THE TASKS:
• a. Answer the following from the mailing-list thread excerpt, one answer per line, marked as the questions are:
(i) Which code of conduct is named as applying on dri-devel@?
(ii) What date and time appear beside Jason Gunthorpe's name in the reply header?
(iii) Into what, according to hch, have all these drivers now been consolidated?
• b. Output the part of the mailing-list thread excerpt that opens with the words containing "Can you not" and closes with "the thread entirely.".
• c. Go on with the mailing-list thread excerpt from the point at which it stops.
** START PASSAGE PROVIDED **
Can you not talk to people like that? Even if you think that is an OK
way to treat anyone - which it isn't, certainly not on dri-devel@ with
the fd.o Code of Conduct, and not according to the kernel's either - I
have absolutely no idea how you can look at the work the AMD people
have put in over many years and conclude that they're 'lazy'.

If this makes you so angry, step back from the keyboard for a few
minutes, and if you still can't participate in reasonable discussion
like an adult, maybe step out of the thread entirely.
Jason Gunthorpe Jan. 16, 2019, 5:24 p.m. UTC | #24
On Wed, Jan 16, 2019 at 05:11:34PM +0100, hch@lst.de wrote:
> On Tue, Jan 15, 2019 at 02:25:01PM -0700, Jason Gunthorpe wrote:
> > RDMA needs something similar as well, in this case drivers take a
> > struct page * from get_user_pages() and need to have the DMA map fail
> > if the platform can't DMA map in a way that does not require any
> > additional DMA API calls to ensure coherence. (think Userspace RDMA
> > MR's)
> 
> Any time you dma map pages you need to do further DMA API calls to
> ensure coherent, that is the way it is implemented.  These calls
> just happen to be no-ops sometimes.
> 
> > Today we just do the normal DMA map and when it randomly doesn't work
> > and corrupts data tell those people their platforms don't support RDMA
> > - it would be nice to have a safer API base solution..
> 
> Now that all these drivers are consolidated in rdma-core you can fix
> the code to actually do the right thing.  It isn't that userspace DMA
> coherent is any harder than in-kernel DMA coherenence.  It just is
> that no one bothered to do it properly.

If I recall we actually can't.. libverbs presents an API to the user
that does not consider this possibility.
** END PASSAGE PROVIDED **
** START COLLECTED DATA **
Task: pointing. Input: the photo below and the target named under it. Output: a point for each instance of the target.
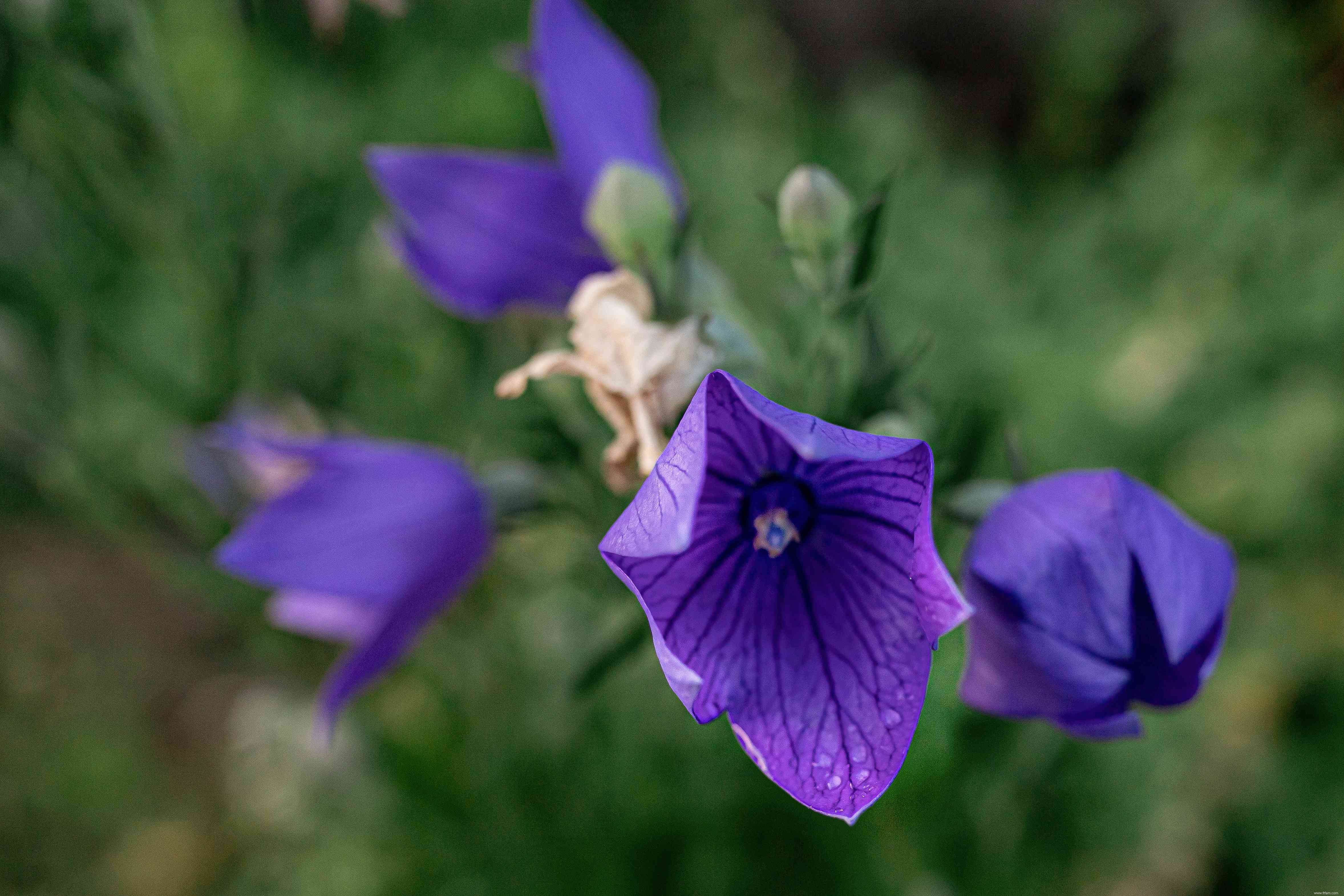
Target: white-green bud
(815, 214)
(633, 218)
** END COLLECTED DATA **
PER-TASK ANSWERS:
• a.
(i) The fd.o Code of Conduct
(ii) Jan. 16, 2019, 5:24 p.m. UTC
(iii) rdma-core

• b.
Can you not talk to people like that? Even if you think that is an OK
way to treat anyone - which it isn't, certainly not on dri-devel@ with
the fd.o Code of Conduct, and not according to the kernel's either - I
have absolutely no idea how you can look at the work the AMD people
have put in over many years and conclude that they're 'lazy'.

If this makes you so angry, step back from the keyboard for a few
minutes, and if you still can't participate in reasonable discussion
like an adult, maybe step out of the thread entirely.

• c.
ie consider post_recv - the driver has no idea what user buffers
received data and can't possibly flush them transparently. The user
would have to call some special DMA syncing API, which we don't have.

It is the same reason the kernel API makes the ULP handle dma sync,
not the driver.

The fact is there is 0 industry interest in using RDMA on platforms
that can't do HW DMA cache coherency - the kernel syscalls required to
do the cache flushing on the IO path would just destroy performance to
the point of making RDMA pointless. Better to use netdev on those
platforms.

VFIO is in a similar boat. Their user API can't handle cache syncing
either, so they would use the same API too.

.. and the GPU-compute systems (ie OpenCL/CUDA) are like verbs, they
were never designed with incoherent DMA in mind, and don't have the
API design to support it.

The reality is that *all* the subsytems doing DMA kernel bypass are
ignoring the DMA mapping rules, I think we should support this better,
and just accept that user space DMA will not be using syncing. Block
access in cases when this is required, otherwise let it work as is
today.

Jason
Shiraz Saleem Jan. 16, 2019, 5:32 p.m. UTC | #25
On Mon, Jan 14, 2019 at 03:16:54PM -0700, Jason Gunthorpe wrote:
> On Sat, Jan 12, 2019 at 01:03:05PM -0600, Shiraz Saleem wrote:
> > On Sat, Jan 12, 2019 at 06:37:58PM +0000, Jason Gunthorpe wrote:
> > > On Sat, Jan 12, 2019 at 12:27:05PM -0600, Shiraz Saleem wrote:
> > > > On Fri, Jan 04, 2019 at 10:35:43PM +0000, Jason Gunthorpe wrote:
> > > > > Commit 2db76d7c3c6d ("lib/scatterlist: sg_page_iter: support sg lists w/o
> > > > > backing pages") introduced the sg_page_iter_dma_address() function without
> > > > > providing a way to use it in the general case. If the sg_dma_len is not
> > > > > equal to the dma_length callers cannot safely use the
> > > > > for_each_sg_page/sg_page_iter_dma_address combination.
> > > > > 
> > > > > Resolve this API mistake by providing a DMA specific iterator,
> > > > > for_each_sg_dma_page(), that uses the right length so
> > > > > sg_page_iter_dma_address() works as expected with all sglists. A new
> > > > > iterator type is introduced to provide compile-time safety against wrongly
> > > > > mixing accessors and iterators.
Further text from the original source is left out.